+++ Records to use +++

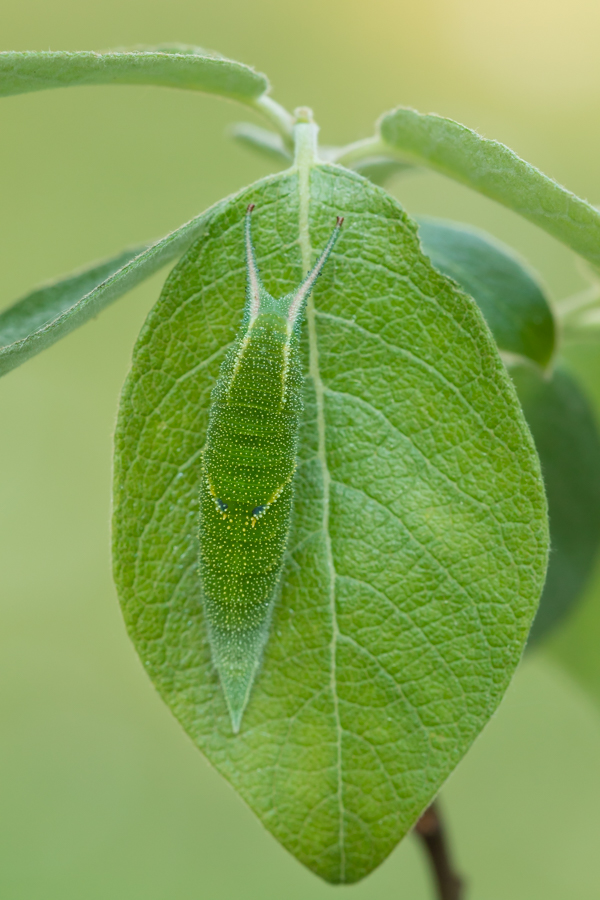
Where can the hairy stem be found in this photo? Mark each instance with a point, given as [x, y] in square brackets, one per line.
[431, 831]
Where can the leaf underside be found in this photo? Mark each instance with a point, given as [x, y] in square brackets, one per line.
[512, 301]
[419, 537]
[497, 172]
[52, 311]
[23, 72]
[566, 436]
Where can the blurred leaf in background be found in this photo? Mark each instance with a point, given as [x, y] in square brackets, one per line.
[102, 795]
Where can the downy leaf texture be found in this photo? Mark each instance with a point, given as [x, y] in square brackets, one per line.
[497, 172]
[565, 432]
[26, 71]
[53, 310]
[511, 298]
[418, 541]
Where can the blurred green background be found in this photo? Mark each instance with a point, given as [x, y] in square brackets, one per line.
[101, 794]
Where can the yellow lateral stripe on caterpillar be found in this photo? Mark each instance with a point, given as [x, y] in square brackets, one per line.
[249, 463]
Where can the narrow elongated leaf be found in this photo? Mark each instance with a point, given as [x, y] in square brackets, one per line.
[52, 311]
[566, 437]
[381, 169]
[22, 72]
[492, 169]
[418, 542]
[512, 301]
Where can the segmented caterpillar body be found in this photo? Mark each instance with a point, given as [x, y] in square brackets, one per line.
[247, 477]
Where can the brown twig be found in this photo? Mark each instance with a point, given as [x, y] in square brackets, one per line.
[430, 829]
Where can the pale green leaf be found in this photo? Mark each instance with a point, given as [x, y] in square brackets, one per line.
[494, 170]
[566, 437]
[575, 644]
[22, 72]
[53, 310]
[512, 301]
[419, 536]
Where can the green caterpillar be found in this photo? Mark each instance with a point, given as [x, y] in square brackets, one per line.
[247, 477]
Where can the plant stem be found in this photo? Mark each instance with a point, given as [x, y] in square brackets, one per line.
[430, 829]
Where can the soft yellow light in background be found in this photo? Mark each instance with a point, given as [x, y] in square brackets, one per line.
[547, 50]
[101, 795]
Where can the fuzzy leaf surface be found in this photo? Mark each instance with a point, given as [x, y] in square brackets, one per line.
[512, 301]
[50, 312]
[494, 170]
[565, 432]
[22, 72]
[419, 536]
[262, 141]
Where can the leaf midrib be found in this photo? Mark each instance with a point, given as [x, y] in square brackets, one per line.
[304, 167]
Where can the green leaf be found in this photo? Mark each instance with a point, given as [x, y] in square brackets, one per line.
[492, 169]
[575, 644]
[418, 543]
[39, 70]
[566, 437]
[381, 169]
[53, 310]
[512, 301]
[266, 143]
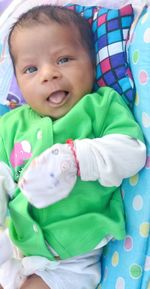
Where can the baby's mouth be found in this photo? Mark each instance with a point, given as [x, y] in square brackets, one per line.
[57, 97]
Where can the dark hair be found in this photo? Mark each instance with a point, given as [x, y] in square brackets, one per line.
[61, 15]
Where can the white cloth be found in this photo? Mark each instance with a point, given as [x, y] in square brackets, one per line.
[78, 272]
[110, 158]
[50, 177]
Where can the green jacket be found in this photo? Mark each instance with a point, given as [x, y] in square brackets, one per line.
[76, 224]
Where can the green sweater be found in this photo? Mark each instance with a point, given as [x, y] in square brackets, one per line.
[76, 224]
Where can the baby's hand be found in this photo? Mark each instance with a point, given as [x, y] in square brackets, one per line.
[50, 177]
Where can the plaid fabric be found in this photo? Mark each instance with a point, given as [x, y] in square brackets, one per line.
[111, 29]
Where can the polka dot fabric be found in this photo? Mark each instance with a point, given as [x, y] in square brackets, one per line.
[127, 263]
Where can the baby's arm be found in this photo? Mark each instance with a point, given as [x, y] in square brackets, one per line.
[110, 158]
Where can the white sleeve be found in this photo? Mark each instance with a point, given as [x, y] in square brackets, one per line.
[110, 159]
[7, 187]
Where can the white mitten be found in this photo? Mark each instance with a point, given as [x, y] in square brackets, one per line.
[50, 177]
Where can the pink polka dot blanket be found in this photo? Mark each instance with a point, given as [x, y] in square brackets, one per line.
[125, 264]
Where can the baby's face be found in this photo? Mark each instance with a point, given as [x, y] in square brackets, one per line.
[53, 69]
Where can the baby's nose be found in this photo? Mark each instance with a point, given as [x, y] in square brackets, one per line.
[49, 73]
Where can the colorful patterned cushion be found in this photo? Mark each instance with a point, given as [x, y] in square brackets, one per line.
[111, 29]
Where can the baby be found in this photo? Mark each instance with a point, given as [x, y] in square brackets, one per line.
[63, 156]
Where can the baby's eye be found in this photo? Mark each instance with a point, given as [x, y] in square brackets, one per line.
[30, 69]
[63, 60]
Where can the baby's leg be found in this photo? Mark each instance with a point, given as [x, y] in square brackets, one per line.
[34, 282]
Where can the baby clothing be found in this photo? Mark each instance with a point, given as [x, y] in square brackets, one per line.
[104, 132]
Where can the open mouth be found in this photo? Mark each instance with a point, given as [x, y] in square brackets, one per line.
[58, 97]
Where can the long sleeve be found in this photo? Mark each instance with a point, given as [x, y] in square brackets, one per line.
[110, 159]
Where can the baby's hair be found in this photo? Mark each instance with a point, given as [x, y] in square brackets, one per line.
[61, 15]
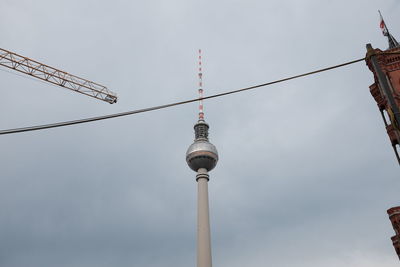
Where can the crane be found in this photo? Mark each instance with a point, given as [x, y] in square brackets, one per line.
[55, 76]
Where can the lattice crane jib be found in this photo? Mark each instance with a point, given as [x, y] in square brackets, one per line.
[55, 76]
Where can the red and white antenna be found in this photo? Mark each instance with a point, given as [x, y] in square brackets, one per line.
[201, 111]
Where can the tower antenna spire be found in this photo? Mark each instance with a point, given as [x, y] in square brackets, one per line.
[202, 157]
[201, 110]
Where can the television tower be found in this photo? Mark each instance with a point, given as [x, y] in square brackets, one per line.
[202, 157]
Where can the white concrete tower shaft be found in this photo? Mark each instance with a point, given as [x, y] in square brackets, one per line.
[203, 220]
[202, 157]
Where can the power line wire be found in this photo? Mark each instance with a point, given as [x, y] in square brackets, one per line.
[73, 122]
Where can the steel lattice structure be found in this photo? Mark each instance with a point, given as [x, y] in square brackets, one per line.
[58, 77]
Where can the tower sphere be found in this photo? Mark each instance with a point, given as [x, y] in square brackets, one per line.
[202, 154]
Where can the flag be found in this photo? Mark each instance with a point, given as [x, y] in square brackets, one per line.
[383, 27]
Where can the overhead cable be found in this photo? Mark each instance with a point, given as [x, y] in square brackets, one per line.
[110, 116]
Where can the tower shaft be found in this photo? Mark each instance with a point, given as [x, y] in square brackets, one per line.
[203, 220]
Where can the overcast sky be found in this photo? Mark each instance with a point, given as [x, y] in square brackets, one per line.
[306, 170]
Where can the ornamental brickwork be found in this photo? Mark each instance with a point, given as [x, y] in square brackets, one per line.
[394, 216]
[389, 63]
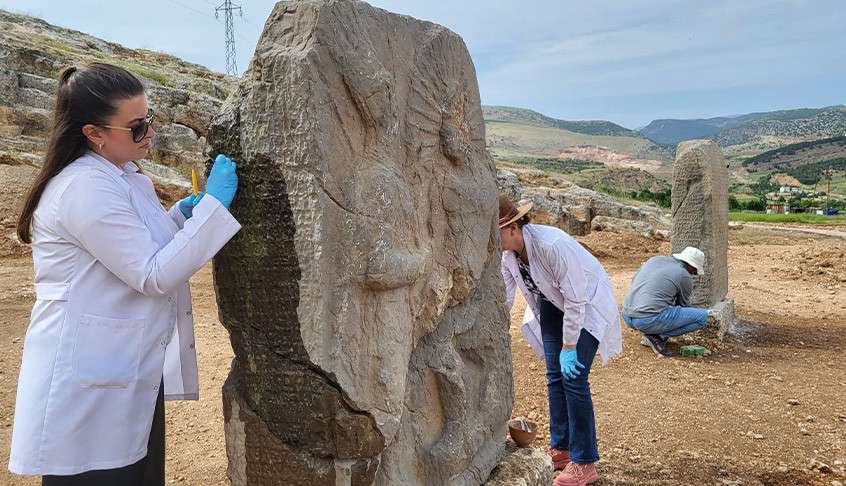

+++

» **Instructions for the task**: Collect every line of the records above that contains the string "mouth", copying each one word for word.

» **Exercise result**:
Where can the baby's mouth be found in this photo? Mark each instance with a point, given as [x, y] in square brackets, one per line.
Where can the open mouth be found in this photo? Mark each instance with a point, given as [x, y] in square brackets, one per line.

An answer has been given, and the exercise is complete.